PAGE TEXT:
# # #

On Daily Routines, we profile successful leaders, entrepreneurs, artists, executives and athletes to explore their routines, schedules, habits and day in the life.
Bodybuilding icon Joe Weider, who played a key role in introducing Arnold Schwarzenegger to the world, was famous for calling bodybuilders “lazy bastards.” But if you had the opportunity to follow Arnold Schwarzenegger around for a day during his bodybuilding heydays, you’ll realise that Weider’s sentiment didn’t apply to all of them.
While living in the U.S. with his friend and roommate, Franco Columbu, the pair applied their regimented approach to training and nutrition across all facets of their lives — from getting up early in the morning to making sure their apartment was always tidy.
“Our place was immaculate,” Arnold wrote in his 2012 memoir Total Recall. “We vacuumed regularly; the dishes were always done, with nothing piling up; and the bed was always made, military-style. We were both into the discipline of getting up in the morning and straightening up before you leave the house. The more you do it, the more automatic it becomes, and the less effort it takes. Our apartment was always way cleaner than anyone else’s I went to, men or women.”
After waking up and getting their home in order, Arnold would head off to Gold’s Gym for the first of his two-a-day training sessions. While preparing for bodybuilding contests, Arnold would frequently train six days a week, twice a day, with an aim to target each muscle group three times a week — a staggering amount of volume, even for professional bodybuilder standards.

# # #

COLLECTED DATA:

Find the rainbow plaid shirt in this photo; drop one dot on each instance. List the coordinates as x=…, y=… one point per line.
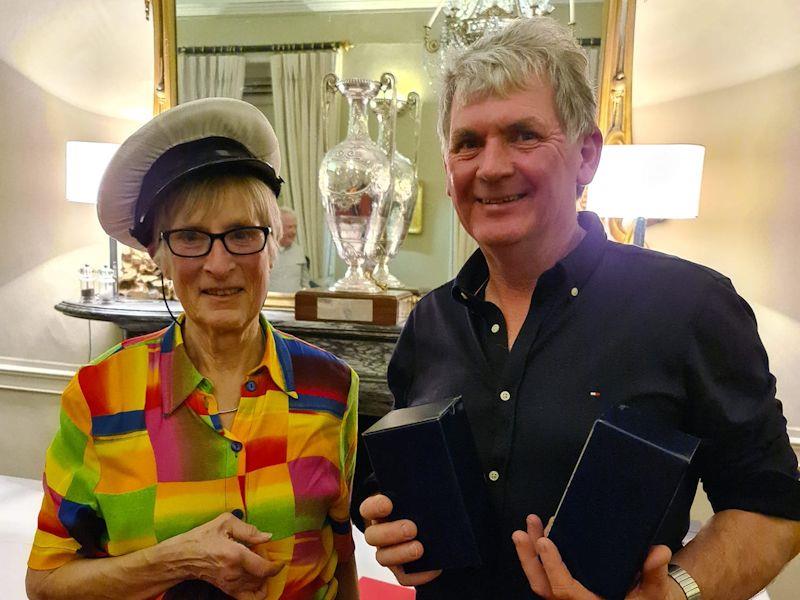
x=141, y=456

# # #

SET TASK A:
Translate this sentence from the piece on Arnold Schwarzenegger's routine into Spanish: "We vacuumed regularly; the dishes were always done, with nothing piling up; and the bed was always made, military-style."
SET TASK B:
From the piece on Arnold Schwarzenegger's routine, return the passage that begins at the words "After waking up" and stops after "professional bodybuilder standards.".
SET TASK C:
Based on the piece on Arnold Schwarzenegger's routine, does each statement agree with it? Give yes or no, plus the deciding words quoted from the piece.
(i) Arnold shared a home in the U.S. with Franco Columbu.
(ii) Arnold's memoir Total Recall came out in 2010.
(iii) When getting ready for contests, Arnold aimed to work each muscle group twice a week.

FULL ANSWER A:
Pasábamos la aspiradora con regularidad; los platos siempre estaban lavados, sin que nada se acumulara; y la cama siempre estaba hecha, al estilo militar.

FULL ANSWER B:
After waking up and getting their home in order, Arnold would head off to Gold’s Gym for the first of his two-a-day training sessions. While preparing for bodybuilding contests, Arnold would frequently train six days a week, twice a day, with an aim to target each muscle group three times a week — a staggering amount of volume, even for professional bodybuilder standards.

FULL ANSWER C:
(i) Yes: "While living in the U.S. with his friend and roommate, Franco Columbu"
(ii) No: "his 2012 memoir Total Recall"
(iii) No: "with an aim to target each muscle group three times a week"